Selected excerpt:
But to some degree 9/11 has faded from our collective memory and while patriotic sentiment is occasionally evident, it has lost its immediacy. Moreover, while I once believed I was touched by the fervor of patriotism, I am now in search of its roots and meaning.

Samuel Johnson noted that "patriotism is the last refuge of a scoundrel," a quote that has filled Congressional chambers for a century or more. Alas, patriotism can be used as a cover for amoral deeds and as the justification for tyranny. Curiously the word patriotism evokes negative and positive responses.

Thomas Jefferson in a letter to his friend William Stevens Smith wrote: "The tree of liberty must be refreshed from time to time with the blood of patriots and tyrants. It is its natural manure." Alexander Pope wrote, "A patriot is a fool in ev'ry age." While William Tyler Page in The American Creed noted the United States... "is established upon those principles of freedom, equality, justice and humanity for which American patriots sacrificed their lives and fortunes. I therefore believe it is my duty to my country to love it, support its Constitution, to obey its laws, to respect it flag and to defend it against all enemies."

From the Treaty of Westphalia, arguably the provenance of nationalism, to the present, a consensus on the meaning of patriotism has not emerged. The American Heritage Dictionary and Webster's note simply that patriotism is "love of and devotion to one's country." And patriotic is a "feeling, expressing or inspired by love for one's country."

Pegged into the historical antecedents of patriotism are words such as love, honor, loyalty, pride, devotion and sacrifice. These words clearly suggest an emotional attachment. But patriotism is also associated with reason.

In the former case, as Alexis de Tocqueville noted in Democracy in America, customs, traditions and a reverence for the past are emphasized; in the latter, or reasoned position, patriotism is a state of mind in which "citizens... grapple with the various aspects of America which are not so rose colored," what might be described as the oppositional side of patriotism.

This dichotomous model is found in most of the literature on the subject. Theodore Adorno, for example, distinguishes between "genuine" and "pseudo" patriot with "genuine" having a critical understanding of the nation's beliefs and "pseudo" responding with unquestioned and reflexive fealty. Others argue that there are conservative and liberal patriots. Liberal patriots believe that they must work for political change consistent with their interpretation of the national creed and conservatives maintain an uncritical allegiance to the nation and what the Founding Fathers intended.

The nation of "my country, right or wrong" intersects with nationalism or national identity since the enduring characteristics of national identity are the core values upon which the nation was founded and the attachment one feels for those values and institutions that emanated from them. Samuel Huntington in Who Are We? cites egalitarianism, moral traditionalism, limited government, and individualism as core principles on which the national identity rests. Obviously a patriot might use these principles as the basis for his sentiment, but patriotism is usually reserved for a specific devotion to country while national identity is a more general definition of who we are. Clearly they bleed into one another, especially when attempting to define terms.

Parts of the exercise:
A – Reproduce the part of the patriotism excerpt that begins at the words "But to some" and stops after "roots and meaning.".
B – Decide whether each statement agrees with the patriotism excerpt, answering yes or no and quoting the deciding words: (i) Samuel Huntington counts individualism among the core principles of national identity. (ii) Thomas Jefferson wrote about the tree of liberty in a letter to Alexander Pope. (iii) The dictionaries cited define patriotism as loyalty to one's government.
These rows come from a different source than the patriotism excerpt.

(Outline items for labeled areas)
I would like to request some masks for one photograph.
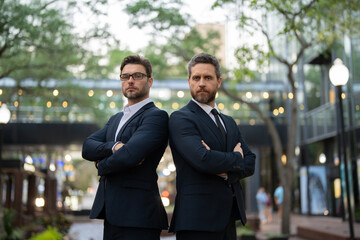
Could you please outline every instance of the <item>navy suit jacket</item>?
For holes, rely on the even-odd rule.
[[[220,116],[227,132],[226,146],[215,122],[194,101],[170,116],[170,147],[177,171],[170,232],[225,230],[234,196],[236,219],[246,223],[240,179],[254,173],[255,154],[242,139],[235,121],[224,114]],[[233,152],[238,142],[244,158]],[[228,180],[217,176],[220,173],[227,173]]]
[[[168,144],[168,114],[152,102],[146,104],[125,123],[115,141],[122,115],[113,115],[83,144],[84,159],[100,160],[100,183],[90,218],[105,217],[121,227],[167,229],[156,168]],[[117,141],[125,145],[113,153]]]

Answers given:
A –
But to some degree 9/11 has faded from our collective memory and while patriotic sentiment is occasionally evident, it has lost its immediacy. Moreover, while I once believed I was touched by the fervor of patriotism, I am now in search of its roots and meaning.

B –
(i) Yes: "cites egalitarianism, moral traditionalism, limited government, and individualism as core principles on which the national identity rests"
(ii) No: "Thomas Jefferson in a letter to his friend William Stevens Smith wrote"
(iii) No: "patriotism is "love of and devotion to one's country.""